If you're into car racing, French politics or visits to seaside resorts you are likely at some point to need to talk about French towns with a 'Le' in the title. But how you talk about these places involves a slightly unexpected French grammar rule. Here's how it works.

An old WW2 photo taken in the French port town of Le Havre.
An old WW2 photo taken in the French port town of Le Havre. It can be difficult to know what prepositions to use for places like this - so we have explained it for you. (Photo by AFP)

If you’re listening to French chat about any of those topics, at some point you’re likely to hear the names of Mans, Havre and Touquet bandied about.

And this is because French towns that have a ‘Le’ ‘La’ or ‘Les’ in the title lose them when you begin constructing sentences. 

As a general rule, French town, commune and city names do not carry a gender. 

So if you wanted to describe Paris as beautiful, you could write: Paris est belle or Paris est beau. It doesn’t matter what adjectival agreement you use. 

For most towns and cities, you would use à to evoke movement to the place or explain that you are already there, and de to explain that you come from/are coming from that location:

Je vais à Marseille – I am going to Marseille

Je suis à Marseille – I am in Marseille 

Je viens de Marseille – I come from Marseille 

But a select few settlements in France do carry a ‘Le’, a ‘La’ or a ‘Les’ as part of their name. 

In this case the preposition disappears when you begin formulating most sentences, and you structure the sentence as you would any other phrase with a ‘le’, ‘la’ or ‘les’ in it.


Le is the most common preposition for two names (probably something to do with the patriarchy) with Le Havre, La Mans, Le Touquet and the town of Le Tampon on the French overseas territory of La Réunion (more on that later)

A good example of this is Le Havre, a city in northern France where former Prime Minister, Edouard Philippe, who is tipped to one day run for the French presidency, serves as mayor. 

Edouard Philippe’s twitter profile describes him as the ‘Maire du Havre’, using a masculine preposition

Here we can see that his location is Le Havre, and his Twitter handle is Philippe_LH (for Le Havre) but when he comes to describe his job the Le disappears.

Because Le Havre is masculine, he describes himself as the Maire du Havre rather than the Maire de Havre (Anne Hidalgo, for example would describe herself as the Maire de Paris). 

For place names with ‘Le’ in front of them, you should use prepositions like this:

Ja vais au Touquet – I am going to Le Touquet

Je suis au Touquet – I am in Le Touquet 

Je viens du Touquet – I am from Le Touquet 

Je parle du Touquet – I am talking about Le Touquet

Le Traité du Touquet – the Le Touquet Treaty


Some towns carry ‘La’ as part of their name. La Rochelle, the scenic town on the west coast of France known for its great seafood and rugby team, is one such example.

DATA ENTRIES:
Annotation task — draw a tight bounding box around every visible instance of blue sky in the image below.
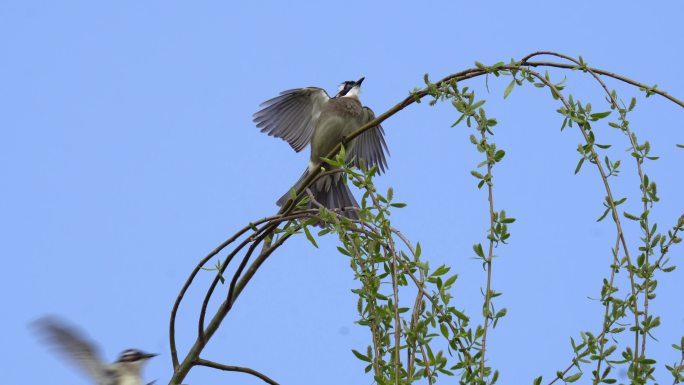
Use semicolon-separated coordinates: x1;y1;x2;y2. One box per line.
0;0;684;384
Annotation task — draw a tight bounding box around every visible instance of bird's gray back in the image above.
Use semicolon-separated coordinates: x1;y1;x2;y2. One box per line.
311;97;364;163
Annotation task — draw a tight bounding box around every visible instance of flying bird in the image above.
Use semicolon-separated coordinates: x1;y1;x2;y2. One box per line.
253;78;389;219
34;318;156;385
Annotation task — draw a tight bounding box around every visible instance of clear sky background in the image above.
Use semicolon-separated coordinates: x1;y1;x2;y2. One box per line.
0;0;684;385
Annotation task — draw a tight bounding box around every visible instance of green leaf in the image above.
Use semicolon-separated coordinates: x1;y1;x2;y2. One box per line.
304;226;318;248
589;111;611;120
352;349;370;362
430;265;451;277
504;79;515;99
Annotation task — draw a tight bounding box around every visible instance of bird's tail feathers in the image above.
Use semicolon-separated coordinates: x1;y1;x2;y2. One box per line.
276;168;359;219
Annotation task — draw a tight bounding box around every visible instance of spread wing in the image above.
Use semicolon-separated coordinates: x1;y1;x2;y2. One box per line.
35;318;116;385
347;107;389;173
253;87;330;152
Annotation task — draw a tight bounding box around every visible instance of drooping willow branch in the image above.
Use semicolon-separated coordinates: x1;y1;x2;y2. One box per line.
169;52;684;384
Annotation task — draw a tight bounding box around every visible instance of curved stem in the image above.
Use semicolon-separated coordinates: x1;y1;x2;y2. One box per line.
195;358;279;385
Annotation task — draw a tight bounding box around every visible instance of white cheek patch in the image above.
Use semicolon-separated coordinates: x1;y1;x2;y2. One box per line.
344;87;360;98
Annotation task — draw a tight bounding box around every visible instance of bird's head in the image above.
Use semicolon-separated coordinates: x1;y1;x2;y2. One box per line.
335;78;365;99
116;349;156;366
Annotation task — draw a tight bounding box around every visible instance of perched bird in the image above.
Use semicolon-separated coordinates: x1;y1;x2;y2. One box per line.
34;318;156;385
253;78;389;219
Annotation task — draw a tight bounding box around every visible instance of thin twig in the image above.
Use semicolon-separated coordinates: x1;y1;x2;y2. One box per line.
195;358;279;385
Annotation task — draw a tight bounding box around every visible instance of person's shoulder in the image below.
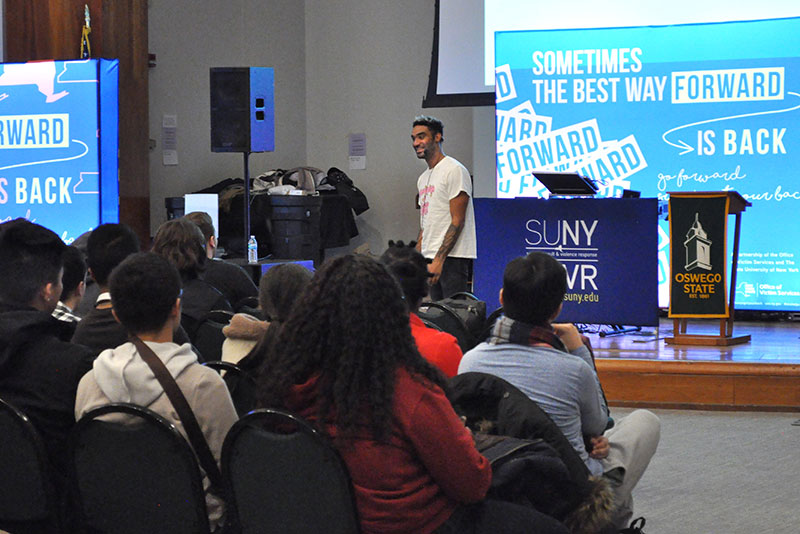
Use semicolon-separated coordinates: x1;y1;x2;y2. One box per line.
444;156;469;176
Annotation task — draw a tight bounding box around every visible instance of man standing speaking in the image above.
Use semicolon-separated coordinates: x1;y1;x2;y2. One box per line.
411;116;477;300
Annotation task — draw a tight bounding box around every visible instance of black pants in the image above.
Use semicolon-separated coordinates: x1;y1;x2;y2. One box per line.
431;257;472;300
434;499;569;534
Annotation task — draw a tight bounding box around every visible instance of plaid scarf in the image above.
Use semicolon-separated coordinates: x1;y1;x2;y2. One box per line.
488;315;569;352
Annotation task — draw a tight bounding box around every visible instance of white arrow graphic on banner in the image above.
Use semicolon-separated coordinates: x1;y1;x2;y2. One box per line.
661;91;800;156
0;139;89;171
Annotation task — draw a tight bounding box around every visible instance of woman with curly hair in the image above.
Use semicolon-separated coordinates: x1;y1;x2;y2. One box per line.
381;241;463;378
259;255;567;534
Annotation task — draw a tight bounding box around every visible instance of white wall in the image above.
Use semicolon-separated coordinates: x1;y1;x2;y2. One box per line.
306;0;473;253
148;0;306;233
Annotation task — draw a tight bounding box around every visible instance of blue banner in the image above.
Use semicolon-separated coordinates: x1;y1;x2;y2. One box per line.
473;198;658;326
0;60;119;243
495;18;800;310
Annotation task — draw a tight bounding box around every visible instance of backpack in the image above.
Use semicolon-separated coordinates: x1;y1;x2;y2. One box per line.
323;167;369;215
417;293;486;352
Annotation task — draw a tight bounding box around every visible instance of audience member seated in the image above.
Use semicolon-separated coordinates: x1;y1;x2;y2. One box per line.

WORK INSTRUCTIONS:
Answer these from the article on French towns with "Le" in their names:
(a) Which city is Edouard Philippe the mayor of?
(b) What is La Rochelle known for?
(c) What is Edouard Philippe's Twitter handle?

RESULT OF THE EXERCISE:
(a) Le Havre
(b) Its great seafood and its rugby team
(c) Philippe_LH